▸ Section de texte:
Être victime de médisance a ceci de terrible qu’il est souvent impossible de connaître l’auteur de l’agression. Il n’est pas présent, il n’y a pas d’interlocuteur possible, le règne du “on dit sur toi que” s’instaure. La médisance est une voix sans sujet
 
 
La médisance éloigne la protection divine
 
Médire ne fait pas que nuire à autrui. Elle n’est pas uniquement une mauvaise manie dont il faut se débarrasser. Le 'Hafetz 'Hayim y voit une violence faite à autrui dans l’anonymat. Effectivement, la médisance est agression, puisqu’elle est faite de propos humiliants pour la personne visée. L’humiliation s’en prend à l’être même d’autrui, à sa dignité et sa personnalité. Critiquer des actes permet de progresser. Il n’y a pas d’apprentissage sans ce type de critique. En modifiant la façon de faire, la critique n’a plus lieu d’être ; la critique peut même être contestée et discutée. L’acte est sous la responsabilité de celui qui agit, libre à lui de refuser ou accepter la critique. Quelle que soit sont attitude, son intégrité d’être humain est respectée.

▸ Consignes de travail: Prolongez le texte sur la médisance en reprenant juste après sa dernière phrase.

▸ Entrées de données:
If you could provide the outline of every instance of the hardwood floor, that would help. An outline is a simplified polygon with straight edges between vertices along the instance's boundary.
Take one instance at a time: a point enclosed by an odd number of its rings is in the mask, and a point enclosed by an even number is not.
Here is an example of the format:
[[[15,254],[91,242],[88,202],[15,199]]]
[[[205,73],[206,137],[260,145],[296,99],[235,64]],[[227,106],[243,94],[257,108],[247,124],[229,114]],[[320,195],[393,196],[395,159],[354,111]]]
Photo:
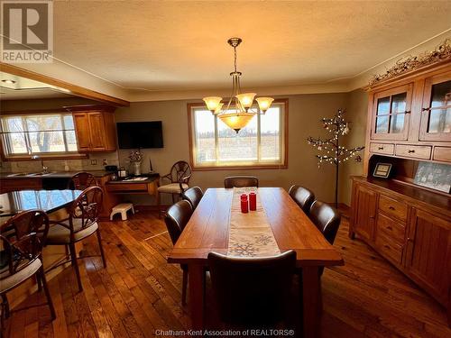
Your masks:
[[[347,228],[345,220],[335,244],[345,265],[326,269],[322,278],[323,337],[451,337],[445,309],[366,244],[349,240]],[[49,282],[57,319],[50,321],[47,306],[13,312],[6,336],[152,337],[155,330],[189,327],[180,302],[181,269],[166,263],[172,245],[156,214],[102,222],[101,230],[107,268],[100,257],[80,260],[82,293],[73,269],[66,269]],[[95,238],[85,248],[87,255],[98,254]],[[34,294],[19,307],[44,299]],[[214,306],[209,301],[207,306],[207,323],[215,325]]]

▸ Réponse ci-dessous:
En revanche, l’humiliation n’apprend rien. Elle sabote les fondements mêmes de l’être et ne permet pas le progrès. Il s’agit d’une agression d’autrui avec la parole. La gravité de cette agression est renforcée par l’anonymat, l’agresseur reste “dans l’ombre” puisqu’il agit sans se faire connaître de la victime, en son absence. L’agressé ne peut se défendre et l’agresseur n’est pas identifié comme tel.
 
Être victime de médisance a ceci de terrible qu’il est souvent impossible de connaître l’auteur de l’agression. Il n’est pas présent, il n’y a pas d’interlocuteur possible, le règne du “on dit sur toi que” s’instaure. La médisance est une voix sans sujet, qui pour cette raison se pare du vêtement de l’objectivité. Puisque le propos n’a pas d’auteur identifié avec certitude, il ne serait pas un point de vue personnel sur une personne, mais un avis partagé par beaucoup, donc d’autant plus vrai. Après tout, “il n’y a pas de fumée sans feu”, dit une soi-disante sagesse populaire qui, en définitive, ne fait que présumer coupable un accusé. Pour ces raisons, le 'Hafetz 'Hayim considère que le médisant étant maudit, il ne reçoit plus les effets bénéfiques de l’élection. Il est rejeté par D-ieu, qui ne le protège plus. Il n’attire plus le bon “Influx” divin sur lui, mais également sur l’ensemble de la communauté.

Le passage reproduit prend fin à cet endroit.